#### Instruções das tarefas
**1)** Resuma o artigo em duas frases.
**2)** Disponha as linhas das entradas sobre onde os objetos aparecem como uma tabela Markdown com as colunas Nº e Linha, omitindo as linhas em branco. Deixe as imagens de fora.

#### Artigo

--- --- ---

Talvez a atenção com o que sucede no common law seja excessiva. Afinal, a preocupação com a qualidade da fundamentação dos julgados e com a estabilidade das orientações jurisprudenciais não é restrita a países que adotam tal modelo. Para que a regra do stare decisis seja aceita entre nós, é desnecessário invocar as bases da common law,[7] ou pensar que o direito brasileiro está se transformando em um modelo de common law. Ora, o ponto de partida para qualquer análise do que se deve fazer entre nós é a nossa própria Constituição Federal. Se levarmos a sério a afirmação de que o Brasil “constitui-se em Estado Democrático de Direito” (CF, artigo 1º), e entendermos as consequências disso, já teremos dado um grande passo.
Viragens jurisprudenciais não justificadas — como a que se anuncia na jurisprudência do Supremo Tribunal Federal a respeito do “prequestionamento ficto” — não condizem com a ideia de estabilidade e previsibilidade, ínsitas ao Estado de Direito; a falta de harmonia na jurisprudência, manifestada pela diversidade de orientação adotada pelos tribunais superiores a respeito do prequestionamento, também não.

--- --- ---

(Linhas do conjunto de dados sobre onde os objetos aparecem)

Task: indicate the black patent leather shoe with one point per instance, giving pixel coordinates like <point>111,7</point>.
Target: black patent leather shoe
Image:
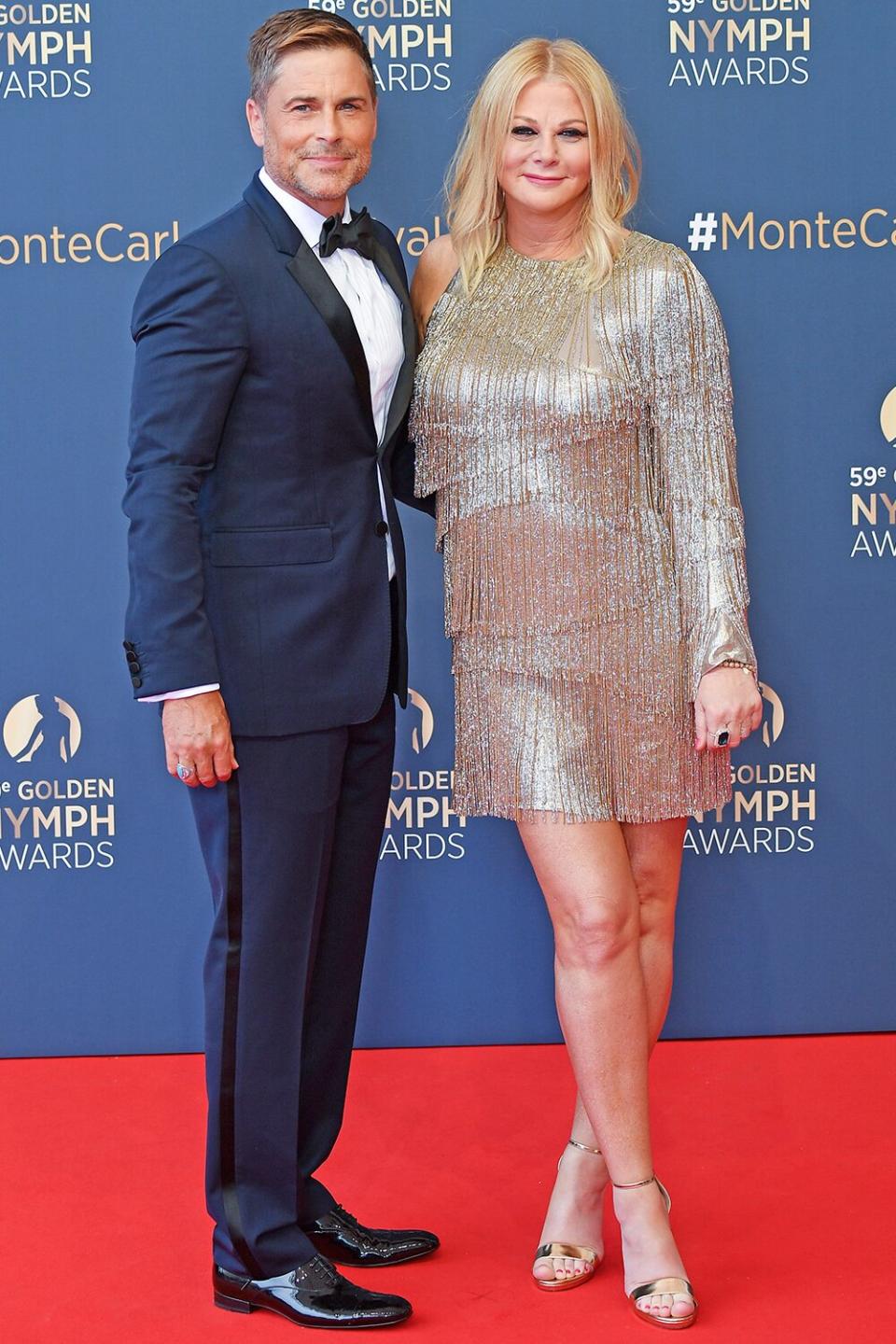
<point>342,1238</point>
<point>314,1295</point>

--- --- ---

#### Respostas
**1)** Para aceitar o stare decisis no Brasil, não é preciso invocar a common law, pois a preocupação com a fundamentação dos julgados e com a estabilidade da jurisprudência não se restringe aos países que a adotam. O ponto de partida deve ser a Constituição Federal, que define o Brasil como Estado Democrático de Direito, e com a estabilidade e a previsibilidade próprias do Estado de Direito não condizem viragens jurisprudenciais não justificadas, como a anunciada no Supremo Tribunal Federal sobre o “prequestionamento ficto”, nem a falta de harmonia entre os tribunais superiores sobre o prequestionamento.

**2)**
| Nº | Linha |
|---|---|
| 1 | Task: indicate the black patent leather shoe with one point per instance, giving pixel coordinates like <point>111,7</point>. |
| 2 | Target: black patent leather shoe |
| 3 | Image: |
| 4 | <point>342,1238</point> |
| 5 | <point>314,1295</point> |